Text block »

▼▼▼

Integration: Elasticsearch
Use an Elasticsearch database with Haystack
Table of Contents
Overview
The ElasticsearchDocumentStore
is maintained in
haystack-core-integrations repo. It allows you to use
Elasticsearch as data storage for your Haystack pipelines.
For a details on available methods, visit the API Reference
Installation
To run an Elasticsearch instance locally, first follow the installation and start up guides.
pip install elasticsearch-haystack
Usage
Once installed, you can start using your Elasticsearch database with Haystack by initializing it:
from haystack_integrations.document_stores.elasticsearch import ElasticsearchDocumentStore
document_store = ElasticsearchDocumentStore(hosts = "http://localhost:9200")
Writing Documents to ElasticsearchDocumentStore
To write documents to your ElasticsearchDocumentStore
, create an indexing pipeline with a
DocumentWriter, or use the write_documents()
function.
For this step, you can use the available
TextFileToDocument and
DocumentSplitter, as well as other
Integrations that might help you fetch data from other resources.

▲▲▲

What the task asks »
Write the next section of the Elasticsearch integration page, starting right after its last sentence. The lines that come after the Elasticsearch integration page are separate material.

Provided records »
▼▼▼

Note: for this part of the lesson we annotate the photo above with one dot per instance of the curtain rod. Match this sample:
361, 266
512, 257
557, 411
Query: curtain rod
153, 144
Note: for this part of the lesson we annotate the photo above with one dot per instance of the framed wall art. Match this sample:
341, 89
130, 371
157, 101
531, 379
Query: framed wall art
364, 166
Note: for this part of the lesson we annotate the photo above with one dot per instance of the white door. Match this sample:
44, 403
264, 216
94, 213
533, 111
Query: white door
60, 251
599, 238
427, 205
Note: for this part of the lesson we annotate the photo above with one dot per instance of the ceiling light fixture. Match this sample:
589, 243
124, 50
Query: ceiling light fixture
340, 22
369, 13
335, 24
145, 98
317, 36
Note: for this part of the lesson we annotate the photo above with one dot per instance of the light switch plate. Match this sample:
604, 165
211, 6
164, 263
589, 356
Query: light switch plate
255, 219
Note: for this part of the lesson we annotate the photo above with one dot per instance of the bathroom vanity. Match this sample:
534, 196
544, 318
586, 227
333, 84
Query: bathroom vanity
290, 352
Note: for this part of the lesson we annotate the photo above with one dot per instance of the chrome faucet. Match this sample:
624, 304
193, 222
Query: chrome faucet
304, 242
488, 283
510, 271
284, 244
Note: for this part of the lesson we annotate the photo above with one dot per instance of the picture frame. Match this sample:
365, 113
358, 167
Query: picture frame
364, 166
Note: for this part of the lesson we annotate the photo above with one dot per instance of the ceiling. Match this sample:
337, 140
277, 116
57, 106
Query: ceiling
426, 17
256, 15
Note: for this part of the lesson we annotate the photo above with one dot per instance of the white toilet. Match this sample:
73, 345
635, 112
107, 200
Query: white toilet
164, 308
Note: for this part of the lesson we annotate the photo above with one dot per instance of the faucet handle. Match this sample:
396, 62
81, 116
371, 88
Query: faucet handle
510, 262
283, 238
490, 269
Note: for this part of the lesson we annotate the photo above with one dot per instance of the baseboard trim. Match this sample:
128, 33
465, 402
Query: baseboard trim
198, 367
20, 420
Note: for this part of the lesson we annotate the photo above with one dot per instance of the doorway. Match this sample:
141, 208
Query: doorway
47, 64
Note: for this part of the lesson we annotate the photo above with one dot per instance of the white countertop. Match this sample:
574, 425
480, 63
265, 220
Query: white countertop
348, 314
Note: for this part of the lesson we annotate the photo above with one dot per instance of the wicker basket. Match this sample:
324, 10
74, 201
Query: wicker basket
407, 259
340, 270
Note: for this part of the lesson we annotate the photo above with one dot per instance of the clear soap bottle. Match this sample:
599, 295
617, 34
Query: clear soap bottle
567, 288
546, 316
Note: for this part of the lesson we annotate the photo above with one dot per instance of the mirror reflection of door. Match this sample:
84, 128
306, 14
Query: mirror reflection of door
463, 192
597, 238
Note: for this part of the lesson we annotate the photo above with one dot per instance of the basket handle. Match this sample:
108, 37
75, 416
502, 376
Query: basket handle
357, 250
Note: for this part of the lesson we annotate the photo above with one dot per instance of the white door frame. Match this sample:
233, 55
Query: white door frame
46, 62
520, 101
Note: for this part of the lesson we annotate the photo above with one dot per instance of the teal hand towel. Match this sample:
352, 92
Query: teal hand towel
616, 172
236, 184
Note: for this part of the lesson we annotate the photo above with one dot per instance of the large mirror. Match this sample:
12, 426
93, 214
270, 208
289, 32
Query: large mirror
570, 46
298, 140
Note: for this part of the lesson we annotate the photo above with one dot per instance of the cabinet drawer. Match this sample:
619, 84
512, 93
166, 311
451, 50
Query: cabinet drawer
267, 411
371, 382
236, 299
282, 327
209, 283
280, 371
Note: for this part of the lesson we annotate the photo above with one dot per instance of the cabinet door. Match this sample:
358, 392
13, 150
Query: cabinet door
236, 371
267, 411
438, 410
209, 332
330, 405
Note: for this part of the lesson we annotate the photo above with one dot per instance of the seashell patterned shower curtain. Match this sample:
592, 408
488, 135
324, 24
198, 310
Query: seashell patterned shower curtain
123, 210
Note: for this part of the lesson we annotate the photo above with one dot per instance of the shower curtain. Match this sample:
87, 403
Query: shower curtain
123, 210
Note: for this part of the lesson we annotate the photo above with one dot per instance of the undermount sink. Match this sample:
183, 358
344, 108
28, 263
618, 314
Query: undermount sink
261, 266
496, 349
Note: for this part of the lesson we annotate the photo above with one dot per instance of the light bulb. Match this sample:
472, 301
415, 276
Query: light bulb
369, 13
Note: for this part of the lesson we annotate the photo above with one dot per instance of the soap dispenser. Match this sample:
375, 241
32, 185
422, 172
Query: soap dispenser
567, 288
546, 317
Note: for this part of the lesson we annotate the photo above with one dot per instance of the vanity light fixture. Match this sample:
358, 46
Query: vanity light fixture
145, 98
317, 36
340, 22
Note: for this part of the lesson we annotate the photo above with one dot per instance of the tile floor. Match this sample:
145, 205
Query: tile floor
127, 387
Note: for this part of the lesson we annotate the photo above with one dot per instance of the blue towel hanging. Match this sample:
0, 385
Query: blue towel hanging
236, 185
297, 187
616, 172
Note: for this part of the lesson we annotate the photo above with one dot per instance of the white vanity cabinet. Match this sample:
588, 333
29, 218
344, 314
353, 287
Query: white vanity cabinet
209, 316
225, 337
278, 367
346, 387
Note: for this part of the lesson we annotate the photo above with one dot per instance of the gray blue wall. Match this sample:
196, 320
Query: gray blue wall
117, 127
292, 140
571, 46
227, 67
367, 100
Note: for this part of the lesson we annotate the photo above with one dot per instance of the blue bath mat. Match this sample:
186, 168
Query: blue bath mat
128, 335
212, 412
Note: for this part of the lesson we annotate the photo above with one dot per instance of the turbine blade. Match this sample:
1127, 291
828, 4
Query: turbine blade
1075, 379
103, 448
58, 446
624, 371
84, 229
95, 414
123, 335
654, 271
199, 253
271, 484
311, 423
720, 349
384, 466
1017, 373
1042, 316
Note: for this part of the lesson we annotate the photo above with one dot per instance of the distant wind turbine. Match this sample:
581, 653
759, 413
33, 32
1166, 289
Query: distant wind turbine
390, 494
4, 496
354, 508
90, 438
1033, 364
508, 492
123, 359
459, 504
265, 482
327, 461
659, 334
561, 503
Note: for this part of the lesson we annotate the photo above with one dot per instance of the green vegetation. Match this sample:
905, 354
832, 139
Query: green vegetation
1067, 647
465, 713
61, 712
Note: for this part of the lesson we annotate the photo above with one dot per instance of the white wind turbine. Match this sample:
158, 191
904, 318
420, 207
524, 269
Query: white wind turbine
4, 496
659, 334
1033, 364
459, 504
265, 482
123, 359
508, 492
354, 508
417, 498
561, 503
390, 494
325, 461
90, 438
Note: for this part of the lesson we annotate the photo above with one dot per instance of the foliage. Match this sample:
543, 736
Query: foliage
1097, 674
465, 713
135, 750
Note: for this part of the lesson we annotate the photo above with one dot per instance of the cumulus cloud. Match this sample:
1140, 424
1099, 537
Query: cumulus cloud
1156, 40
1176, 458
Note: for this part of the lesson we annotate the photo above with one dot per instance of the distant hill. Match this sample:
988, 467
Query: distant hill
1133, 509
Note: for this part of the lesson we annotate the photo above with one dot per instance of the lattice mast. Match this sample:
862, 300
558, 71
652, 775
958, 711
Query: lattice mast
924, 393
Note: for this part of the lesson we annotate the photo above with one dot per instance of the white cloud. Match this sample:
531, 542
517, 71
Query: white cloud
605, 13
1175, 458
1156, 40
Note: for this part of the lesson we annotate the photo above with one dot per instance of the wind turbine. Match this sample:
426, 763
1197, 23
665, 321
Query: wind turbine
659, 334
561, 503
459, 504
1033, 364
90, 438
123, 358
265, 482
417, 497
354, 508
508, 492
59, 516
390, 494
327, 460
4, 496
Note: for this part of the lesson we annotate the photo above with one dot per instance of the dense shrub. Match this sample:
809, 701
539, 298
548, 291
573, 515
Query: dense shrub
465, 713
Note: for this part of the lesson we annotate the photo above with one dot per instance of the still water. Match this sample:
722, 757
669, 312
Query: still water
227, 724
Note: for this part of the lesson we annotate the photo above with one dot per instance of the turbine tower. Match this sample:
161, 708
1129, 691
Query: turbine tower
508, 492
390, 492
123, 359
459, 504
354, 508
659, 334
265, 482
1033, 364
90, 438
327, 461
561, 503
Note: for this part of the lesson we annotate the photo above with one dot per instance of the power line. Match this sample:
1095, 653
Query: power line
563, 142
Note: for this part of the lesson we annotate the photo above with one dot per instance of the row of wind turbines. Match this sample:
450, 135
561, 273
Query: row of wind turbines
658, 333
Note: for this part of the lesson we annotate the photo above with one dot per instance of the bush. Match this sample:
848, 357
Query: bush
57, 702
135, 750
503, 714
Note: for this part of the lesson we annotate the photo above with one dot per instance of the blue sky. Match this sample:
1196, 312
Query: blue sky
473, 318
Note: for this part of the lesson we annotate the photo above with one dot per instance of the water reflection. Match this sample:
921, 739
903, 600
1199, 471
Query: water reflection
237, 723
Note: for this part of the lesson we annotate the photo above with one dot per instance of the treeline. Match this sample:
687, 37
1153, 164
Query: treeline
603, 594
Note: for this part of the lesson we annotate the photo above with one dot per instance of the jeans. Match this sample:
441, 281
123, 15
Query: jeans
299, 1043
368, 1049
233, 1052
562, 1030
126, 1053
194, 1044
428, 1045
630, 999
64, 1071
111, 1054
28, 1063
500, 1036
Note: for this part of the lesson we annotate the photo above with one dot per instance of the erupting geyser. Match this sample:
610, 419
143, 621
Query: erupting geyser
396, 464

▲▲▲

Answer to this problem »
Indexing Pipeline
from haystack_integrations.document_stores.elasticsearch import ElasticsearchDocumentStore
from haystack import Pipeline
from haystack.components.embedders import SentenceTransformersDocumentEmbedder
from haystack.components.converters import TextFileToDocument
from haystack.components.preprocessors import DocumentSplitter
from haystack.components.writers import DocumentWriter
document_store = ElasticsearchDocumentStore(hosts = "http://localhost:9200")
converter = TextFileToDocument()
splitter = DocumentSplitter()
doc_embedder = SentenceTransformersDocumentEmbedder(model="sentence-transformers/multi-qa-mpnet-base-dot-v1")
writer = DocumentWriter(document_store)
indexing_pipeline = Pipeline()
indexing_pipeline.add_component("converter", converter)
indexing_pipeline.add_component("splitter", splitter)
indexing_pipeline.add_component("doc_embedder", doc_embedder)
indexing_pipeline.add_component("writer", writer)
indexing_pipeline.connect("converter", "splitter")
indexing_pipeline.connect("splitter", "doc_embedder")
indexing_pipeline.connect("doc_embedder", "writer")
indexing_pipeline.run({
"converter":{"sources":["filename.txt"]}
})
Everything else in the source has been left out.